* [ABOUT THIS EXERCISE]: The records that follow are to be repeated exactly, with the pictures removed.

----- PROVIDED ENTRIES

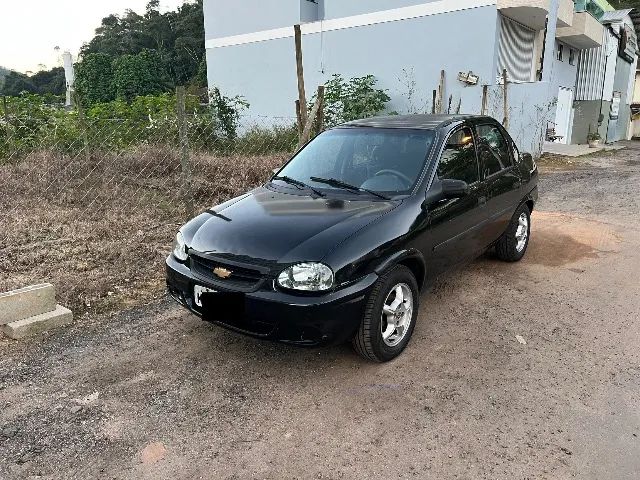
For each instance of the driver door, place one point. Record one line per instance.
(454, 227)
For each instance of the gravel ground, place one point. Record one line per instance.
(155, 393)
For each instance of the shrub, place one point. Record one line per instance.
(347, 100)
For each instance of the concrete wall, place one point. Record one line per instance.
(396, 53)
(345, 8)
(586, 115)
(264, 72)
(224, 18)
(619, 128)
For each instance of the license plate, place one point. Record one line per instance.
(198, 290)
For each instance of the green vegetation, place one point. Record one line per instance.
(46, 82)
(347, 100)
(130, 55)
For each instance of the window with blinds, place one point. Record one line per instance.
(516, 51)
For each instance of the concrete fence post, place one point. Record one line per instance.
(10, 143)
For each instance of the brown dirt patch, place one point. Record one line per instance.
(559, 239)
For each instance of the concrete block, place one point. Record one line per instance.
(27, 302)
(38, 324)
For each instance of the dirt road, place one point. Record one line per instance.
(155, 393)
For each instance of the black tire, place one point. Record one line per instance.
(369, 342)
(507, 246)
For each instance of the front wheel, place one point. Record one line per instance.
(514, 242)
(390, 316)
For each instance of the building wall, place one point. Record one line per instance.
(345, 8)
(586, 115)
(457, 36)
(224, 18)
(264, 72)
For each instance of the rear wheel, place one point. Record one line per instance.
(390, 316)
(514, 242)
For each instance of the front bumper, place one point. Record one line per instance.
(324, 319)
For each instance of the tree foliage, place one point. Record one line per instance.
(94, 79)
(139, 75)
(48, 82)
(176, 37)
(347, 100)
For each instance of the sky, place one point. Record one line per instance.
(31, 29)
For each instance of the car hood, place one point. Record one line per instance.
(273, 226)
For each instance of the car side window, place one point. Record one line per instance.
(493, 150)
(458, 160)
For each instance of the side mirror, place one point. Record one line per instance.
(445, 190)
(454, 189)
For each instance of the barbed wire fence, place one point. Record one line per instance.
(91, 201)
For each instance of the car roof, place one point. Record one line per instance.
(420, 122)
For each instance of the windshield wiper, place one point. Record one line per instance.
(298, 184)
(334, 182)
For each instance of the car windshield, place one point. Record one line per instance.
(373, 160)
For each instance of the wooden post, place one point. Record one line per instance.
(505, 103)
(441, 92)
(5, 106)
(185, 164)
(320, 120)
(483, 109)
(299, 120)
(302, 96)
(83, 125)
(306, 134)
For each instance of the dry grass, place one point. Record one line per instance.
(100, 227)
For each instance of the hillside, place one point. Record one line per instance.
(3, 73)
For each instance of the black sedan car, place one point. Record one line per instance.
(339, 243)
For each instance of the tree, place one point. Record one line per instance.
(347, 100)
(16, 83)
(177, 37)
(94, 78)
(50, 82)
(138, 75)
(621, 4)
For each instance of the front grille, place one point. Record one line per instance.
(243, 277)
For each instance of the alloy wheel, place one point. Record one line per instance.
(397, 313)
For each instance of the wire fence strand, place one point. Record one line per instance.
(92, 202)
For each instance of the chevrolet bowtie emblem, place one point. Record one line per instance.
(222, 272)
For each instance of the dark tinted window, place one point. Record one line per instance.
(493, 150)
(458, 161)
(382, 160)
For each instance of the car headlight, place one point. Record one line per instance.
(309, 277)
(179, 249)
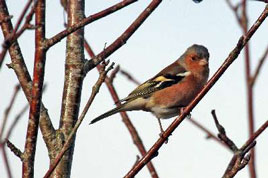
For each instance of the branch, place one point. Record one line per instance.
(257, 71)
(7, 111)
(21, 71)
(15, 150)
(133, 132)
(230, 59)
(209, 133)
(57, 38)
(120, 41)
(37, 85)
(222, 134)
(6, 162)
(114, 73)
(239, 159)
(13, 36)
(95, 90)
(129, 77)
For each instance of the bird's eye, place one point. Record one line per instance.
(194, 58)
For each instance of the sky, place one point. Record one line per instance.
(105, 149)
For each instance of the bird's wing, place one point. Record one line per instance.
(159, 82)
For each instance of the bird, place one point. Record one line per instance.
(172, 89)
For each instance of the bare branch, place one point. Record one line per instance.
(57, 38)
(129, 77)
(230, 59)
(239, 159)
(120, 41)
(13, 36)
(15, 150)
(6, 114)
(21, 71)
(222, 134)
(6, 162)
(209, 133)
(113, 73)
(37, 86)
(257, 71)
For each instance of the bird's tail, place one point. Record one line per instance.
(108, 113)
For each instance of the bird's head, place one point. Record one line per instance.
(195, 59)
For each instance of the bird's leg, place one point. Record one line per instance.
(161, 129)
(181, 110)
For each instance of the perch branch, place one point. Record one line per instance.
(57, 38)
(120, 41)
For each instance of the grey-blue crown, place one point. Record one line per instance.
(201, 51)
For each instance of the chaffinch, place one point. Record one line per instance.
(171, 89)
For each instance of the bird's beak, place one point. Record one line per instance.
(203, 62)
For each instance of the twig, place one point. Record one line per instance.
(133, 132)
(57, 38)
(7, 111)
(129, 77)
(22, 73)
(222, 134)
(6, 162)
(95, 90)
(235, 11)
(239, 160)
(257, 71)
(18, 116)
(120, 41)
(13, 36)
(14, 149)
(230, 59)
(209, 133)
(113, 73)
(37, 86)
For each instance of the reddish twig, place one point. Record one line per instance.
(15, 150)
(37, 85)
(114, 73)
(7, 111)
(6, 162)
(222, 134)
(133, 132)
(129, 77)
(244, 26)
(57, 38)
(230, 59)
(239, 159)
(68, 141)
(209, 133)
(120, 41)
(8, 41)
(257, 71)
(15, 121)
(21, 71)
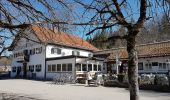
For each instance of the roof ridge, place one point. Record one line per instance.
(140, 45)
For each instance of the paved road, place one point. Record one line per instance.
(47, 91)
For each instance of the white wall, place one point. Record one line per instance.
(66, 50)
(50, 75)
(35, 59)
(155, 69)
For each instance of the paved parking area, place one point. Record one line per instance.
(38, 90)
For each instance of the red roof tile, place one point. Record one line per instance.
(61, 38)
(146, 50)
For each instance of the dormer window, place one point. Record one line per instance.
(77, 53)
(55, 51)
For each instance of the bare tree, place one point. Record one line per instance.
(18, 14)
(115, 13)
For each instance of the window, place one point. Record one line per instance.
(99, 67)
(33, 51)
(90, 55)
(84, 67)
(30, 52)
(49, 68)
(154, 63)
(162, 66)
(31, 68)
(78, 53)
(55, 51)
(13, 69)
(140, 66)
(78, 67)
(69, 67)
(58, 67)
(38, 50)
(89, 67)
(19, 68)
(38, 68)
(95, 67)
(148, 66)
(64, 67)
(53, 68)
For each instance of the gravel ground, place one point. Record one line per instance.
(20, 89)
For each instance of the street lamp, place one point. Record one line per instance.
(168, 65)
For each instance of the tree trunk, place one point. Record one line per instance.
(132, 67)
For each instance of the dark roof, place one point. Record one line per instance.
(144, 51)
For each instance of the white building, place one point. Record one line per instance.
(152, 58)
(41, 53)
(5, 64)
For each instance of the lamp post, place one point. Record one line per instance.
(168, 65)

----------

* [RESPONSE AREA]:
For each instance of the driver door, place one point. Record one line per instance.
(454, 227)
For each instance of the gravel ground, place one point. Record one line per instance.
(155, 393)
For each instance of the shrub, place one point. Record one line per instance.
(347, 100)
For each instance of the concrete wall, place one point. Record one line per instance.
(396, 53)
(345, 8)
(586, 115)
(264, 72)
(224, 18)
(619, 128)
For each instance of the license plate, place one point. Record one line per instance.
(198, 290)
For each instance of the green vegetation, place one point. Record one line per instance.
(46, 82)
(347, 100)
(130, 55)
For each instance of the window with blinds, place one point. Record one line per instance.
(516, 51)
For each instance of the concrete fence post, place one point. Record one line per instance.
(10, 143)
For each instance of the brown dirt patch, place one point. Record one line per instance.
(559, 239)
For each instance of the concrete block, place one point. Record one line per instance.
(27, 302)
(38, 324)
For each instance of the dirt road, place one point. Record one line per instance.
(155, 393)
For each instance of the black tire, place one point. Record one line per instance.
(369, 342)
(507, 246)
For each instance of the front wheel, place one point. Record one line per instance.
(514, 242)
(390, 316)
For each instance of the building wall, place one point. Record one line per instance.
(345, 8)
(586, 115)
(457, 36)
(224, 18)
(264, 72)
For each instance of the rear wheel, place one point. Record one line per instance.
(390, 316)
(514, 242)
For each instance of the front bumper, place one point. Record one line per instance.
(324, 319)
For each instance of the tree foliage, place one point. Record one line per instance.
(94, 79)
(139, 75)
(48, 82)
(176, 37)
(347, 100)
For each instance of the sky, place one point. Record one line per instance.
(31, 29)
For each instance of the car hood, place one point. Record one line per instance.
(273, 226)
For each instance of the car side window, place one point. Record one line per instance.
(493, 150)
(458, 160)
For each instance of the side mirror, place one point. Record one line per instance.
(445, 190)
(454, 189)
For each instance of the barbed wire fence, place one point. Record one line per instance.
(91, 201)
For each instance of the car roof, place one point. Record one line per instance.
(420, 122)
For each instance of the windshield wiper, place one point. Record one line per instance.
(298, 184)
(334, 182)
For each instance of the car windshield, place one point. Record one line per instance.
(373, 160)
For each instance of the wooden post, place one point. Record one line per instance.
(505, 103)
(441, 92)
(5, 106)
(185, 164)
(320, 120)
(483, 109)
(299, 120)
(302, 96)
(83, 125)
(306, 134)
For each instance of the dry grass, place one point. Record one line per instance.
(100, 227)
For each instance of the hillside, place one point. Record one line per instance.
(3, 73)
For each instance of the black sedan car, place one point. Record one line per instance.
(339, 243)
For each instance of the tree, place one point. Record one line per instance.
(347, 100)
(16, 83)
(177, 37)
(94, 78)
(50, 82)
(138, 75)
(621, 4)
For each instance of the front grille, place one point. Record one line per instance.
(243, 277)
For each instance of the alloy wheel, place one point. Record one line per instance.
(397, 313)
For each instance of the wire fence strand, place one point. Record one line per instance.
(92, 202)
For each instance of the chevrolet bowtie emblem, place one point. Record one line per instance.
(222, 272)
For each instance of the dark tinted window, place one point. Record one line per instance.
(493, 150)
(458, 161)
(382, 160)
For each instance of the car headlight, place one point. Record one line per instance.
(309, 277)
(179, 249)
For each instance of the branch, place one point. Record one line per instance.
(257, 71)
(7, 111)
(21, 71)
(15, 150)
(133, 132)
(230, 59)
(209, 133)
(57, 38)
(120, 41)
(37, 85)
(222, 134)
(6, 162)
(114, 73)
(239, 159)
(13, 36)
(95, 90)
(129, 77)
For each instance of the bird's eye, place one point. Record one line per instance.
(194, 58)
For each instance of the sky, place one point. Record one line per instance.
(105, 149)
For each instance of the bird's wing, place one point. Record one line per instance.
(159, 82)
For each instance of the bird, place one point. Record one line per instance.
(172, 89)
For each instance of the bare branch, place one point. Record one line per instance.
(57, 38)
(129, 77)
(230, 59)
(239, 159)
(120, 41)
(13, 36)
(15, 150)
(6, 114)
(21, 71)
(222, 134)
(6, 162)
(209, 133)
(113, 73)
(37, 86)
(257, 71)
For each instance of the bird's tail, place one point. Record one line per instance.
(108, 113)
For each instance of the bird's head, place one point. Record one line per instance.
(195, 59)
For each instance of the bird's leg, place one point. Record one line per instance.
(161, 129)
(181, 110)
For each instance of the perch branch, place one point. Record one line per instance.
(57, 38)
(120, 41)
For each instance of the grey-blue crown, place one point. Record one line per instance.
(201, 51)
For each instance of the chaffinch, place one point. Record one line per instance.
(171, 89)
For each instance of the bird's beak, place one point. Record one line per instance.
(203, 62)
For each instance of the twig, place one point. Record one line per instance.
(133, 132)
(57, 38)
(7, 111)
(129, 77)
(22, 73)
(222, 134)
(6, 162)
(95, 90)
(235, 11)
(239, 160)
(257, 71)
(18, 116)
(120, 41)
(13, 36)
(14, 149)
(230, 59)
(209, 133)
(113, 73)
(37, 86)
For each instance of the reddish twig, place one point. Record one line per instance.
(15, 150)
(37, 85)
(114, 73)
(7, 111)
(6, 162)
(222, 134)
(133, 132)
(129, 77)
(244, 26)
(57, 38)
(230, 59)
(239, 159)
(68, 141)
(209, 133)
(120, 41)
(8, 41)
(257, 71)
(15, 121)
(21, 71)
For each instance of the roof ridge, place one point. Record one line per instance.
(140, 45)
For each instance of the paved road, place one point. Record one line per instance.
(47, 91)
For each instance of the white wall, place one point. Record one line per instance.
(66, 50)
(50, 75)
(35, 59)
(155, 69)
For each instance of the paved parking area, place one point. Record one line per instance.
(38, 90)
For each instance of the red roof tile, place one point. Record one line per instance.
(61, 38)
(146, 50)
For each instance of the dormer window, place one point. Record one line per instance.
(77, 53)
(55, 51)
For each instance of the bare tree, place one point. Record one line per instance.
(18, 14)
(115, 13)
For each instance of the window, place one point. Record one line per instance.
(99, 67)
(33, 51)
(90, 55)
(84, 67)
(30, 52)
(49, 68)
(154, 63)
(162, 66)
(31, 68)
(78, 53)
(55, 51)
(13, 69)
(140, 66)
(78, 67)
(69, 67)
(58, 67)
(38, 50)
(89, 67)
(19, 68)
(38, 68)
(95, 67)
(148, 66)
(64, 67)
(53, 68)
For each instance of the gravel ground, place one point. Record one line per instance.
(20, 89)
For each instance of the street lamp, place one point. Record one line per instance.
(168, 65)
For each instance of the tree trunk, place one point. Record one line per instance.
(132, 67)
For each instance of the dark roof, place one point. Record one line per instance.
(144, 51)
For each instance of the white building, place one point. Record one line per instance.
(152, 58)
(41, 53)
(5, 64)
For each instance of the lamp post, place one point. Record one line per instance.
(168, 65)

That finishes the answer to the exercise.